● REQUEST: In the passage on turning waste biomass into hydrogen, explain in one to three sentences why many argue that hydrogen should be produced in distributed fashion rather than in centralized facilities.

● PROVIDED PASSAGE:
(begin)

An efficient, super-fast new method of turning waste biomass into hydrogen has been developed by scientists in Minnesota, US. The researchers say it could help significantly reduce many nations’ dependence on fossil fuels.
Hydrogen represents a cleaner alternative to fossil fuels but is both costly and dangerous to transport, leading many to argue that it must be generated in distributed fashion, rather than in centralised facilities. Anything that could lead to smaller and more portable hydrogen generation is likely to be welcomed by proponents of green energy.
The new process, developed by Lanny Schmidt, Brandon Dreyer and colleagues at the University of Minnesota’s Department of Chemical Engineering and Material Science, is known as “flash volatilisation”.
It relies on a simple but highly reactive chemical catalyst to break down biomass, such as agricultural waste, with heat. Not only does the process avoid the need to expend extra energy generating the heat needed, it also takes place up to 100 times more rapidly than existing techniques allow, the researchers claim.

(end)

● DATA EXCERPTS:
(begin)

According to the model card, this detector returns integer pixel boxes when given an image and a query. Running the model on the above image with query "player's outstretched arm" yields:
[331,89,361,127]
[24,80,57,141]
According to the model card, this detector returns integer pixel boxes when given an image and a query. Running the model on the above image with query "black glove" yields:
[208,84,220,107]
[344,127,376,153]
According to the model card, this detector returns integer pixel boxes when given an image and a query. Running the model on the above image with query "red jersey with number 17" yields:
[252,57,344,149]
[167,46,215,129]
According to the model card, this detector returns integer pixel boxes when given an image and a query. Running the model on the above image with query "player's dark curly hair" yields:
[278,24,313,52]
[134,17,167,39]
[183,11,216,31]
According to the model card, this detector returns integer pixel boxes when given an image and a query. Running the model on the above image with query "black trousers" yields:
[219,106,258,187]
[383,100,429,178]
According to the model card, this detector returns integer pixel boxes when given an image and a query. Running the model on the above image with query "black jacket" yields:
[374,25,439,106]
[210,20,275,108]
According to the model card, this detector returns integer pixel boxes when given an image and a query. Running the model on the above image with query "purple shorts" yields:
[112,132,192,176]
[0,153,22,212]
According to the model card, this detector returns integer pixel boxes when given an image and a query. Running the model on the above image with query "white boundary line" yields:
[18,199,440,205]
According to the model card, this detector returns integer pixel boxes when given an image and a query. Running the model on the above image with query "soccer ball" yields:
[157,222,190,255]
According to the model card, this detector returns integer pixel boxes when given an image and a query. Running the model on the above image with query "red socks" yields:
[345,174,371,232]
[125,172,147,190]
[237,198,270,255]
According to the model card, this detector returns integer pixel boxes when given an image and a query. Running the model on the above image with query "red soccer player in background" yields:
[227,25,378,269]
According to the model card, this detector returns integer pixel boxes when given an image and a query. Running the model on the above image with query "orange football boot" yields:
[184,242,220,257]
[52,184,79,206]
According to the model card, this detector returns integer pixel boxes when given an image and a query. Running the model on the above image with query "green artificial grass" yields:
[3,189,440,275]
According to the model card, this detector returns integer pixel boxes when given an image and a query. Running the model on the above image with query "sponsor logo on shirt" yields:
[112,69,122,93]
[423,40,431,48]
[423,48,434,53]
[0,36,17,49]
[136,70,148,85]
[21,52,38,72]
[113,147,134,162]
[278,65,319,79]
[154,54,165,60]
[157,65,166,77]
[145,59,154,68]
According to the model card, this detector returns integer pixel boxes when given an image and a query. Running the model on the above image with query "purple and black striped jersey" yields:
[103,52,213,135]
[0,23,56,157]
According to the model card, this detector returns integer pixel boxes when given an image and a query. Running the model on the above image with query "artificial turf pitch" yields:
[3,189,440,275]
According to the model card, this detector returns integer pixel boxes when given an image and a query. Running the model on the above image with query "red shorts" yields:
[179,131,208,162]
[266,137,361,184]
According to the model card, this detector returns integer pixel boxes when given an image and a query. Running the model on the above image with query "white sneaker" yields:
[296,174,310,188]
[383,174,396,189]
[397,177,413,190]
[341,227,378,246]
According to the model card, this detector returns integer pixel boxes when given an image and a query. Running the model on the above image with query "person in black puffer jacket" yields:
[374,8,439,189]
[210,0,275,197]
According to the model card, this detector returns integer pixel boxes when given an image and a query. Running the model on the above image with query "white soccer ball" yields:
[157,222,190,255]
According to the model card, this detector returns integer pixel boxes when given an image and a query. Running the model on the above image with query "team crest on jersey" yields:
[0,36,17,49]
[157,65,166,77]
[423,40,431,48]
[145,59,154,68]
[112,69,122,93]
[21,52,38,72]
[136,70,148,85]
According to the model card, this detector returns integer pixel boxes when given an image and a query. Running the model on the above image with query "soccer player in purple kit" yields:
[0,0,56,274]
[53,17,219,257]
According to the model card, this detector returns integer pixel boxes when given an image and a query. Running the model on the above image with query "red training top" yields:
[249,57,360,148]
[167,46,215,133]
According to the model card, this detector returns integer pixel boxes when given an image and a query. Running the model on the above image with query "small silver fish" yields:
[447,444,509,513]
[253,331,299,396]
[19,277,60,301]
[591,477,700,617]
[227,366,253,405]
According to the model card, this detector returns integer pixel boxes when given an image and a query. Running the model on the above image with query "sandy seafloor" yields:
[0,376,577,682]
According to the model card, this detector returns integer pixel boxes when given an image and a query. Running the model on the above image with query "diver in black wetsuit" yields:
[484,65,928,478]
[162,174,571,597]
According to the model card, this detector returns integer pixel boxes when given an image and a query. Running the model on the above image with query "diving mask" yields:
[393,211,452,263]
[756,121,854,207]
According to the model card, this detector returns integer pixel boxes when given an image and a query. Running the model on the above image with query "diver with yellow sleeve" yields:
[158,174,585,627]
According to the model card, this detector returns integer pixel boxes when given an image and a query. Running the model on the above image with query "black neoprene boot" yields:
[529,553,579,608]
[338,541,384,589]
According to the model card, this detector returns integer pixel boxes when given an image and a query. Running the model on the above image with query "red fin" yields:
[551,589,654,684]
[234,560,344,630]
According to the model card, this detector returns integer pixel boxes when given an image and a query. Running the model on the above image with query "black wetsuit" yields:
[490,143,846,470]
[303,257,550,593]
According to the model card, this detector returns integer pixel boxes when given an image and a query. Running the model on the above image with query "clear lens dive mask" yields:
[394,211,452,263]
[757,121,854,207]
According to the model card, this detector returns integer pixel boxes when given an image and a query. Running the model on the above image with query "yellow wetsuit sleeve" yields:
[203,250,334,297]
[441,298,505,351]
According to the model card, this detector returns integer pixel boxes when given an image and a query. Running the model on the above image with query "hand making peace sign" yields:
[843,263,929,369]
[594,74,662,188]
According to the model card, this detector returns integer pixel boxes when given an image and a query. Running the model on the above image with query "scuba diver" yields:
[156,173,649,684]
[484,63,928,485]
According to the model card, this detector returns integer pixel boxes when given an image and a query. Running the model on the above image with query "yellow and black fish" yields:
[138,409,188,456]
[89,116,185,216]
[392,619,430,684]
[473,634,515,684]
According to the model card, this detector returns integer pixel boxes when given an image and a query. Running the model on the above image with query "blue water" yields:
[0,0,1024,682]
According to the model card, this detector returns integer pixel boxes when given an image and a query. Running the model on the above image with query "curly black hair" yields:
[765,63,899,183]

(end)

● SOLUTION TO THE EXERCISE: Hydrogen is both costly and dangerous to transport. For that reason, many argue that it must be generated in distributed fashion rather than in centralized facilities.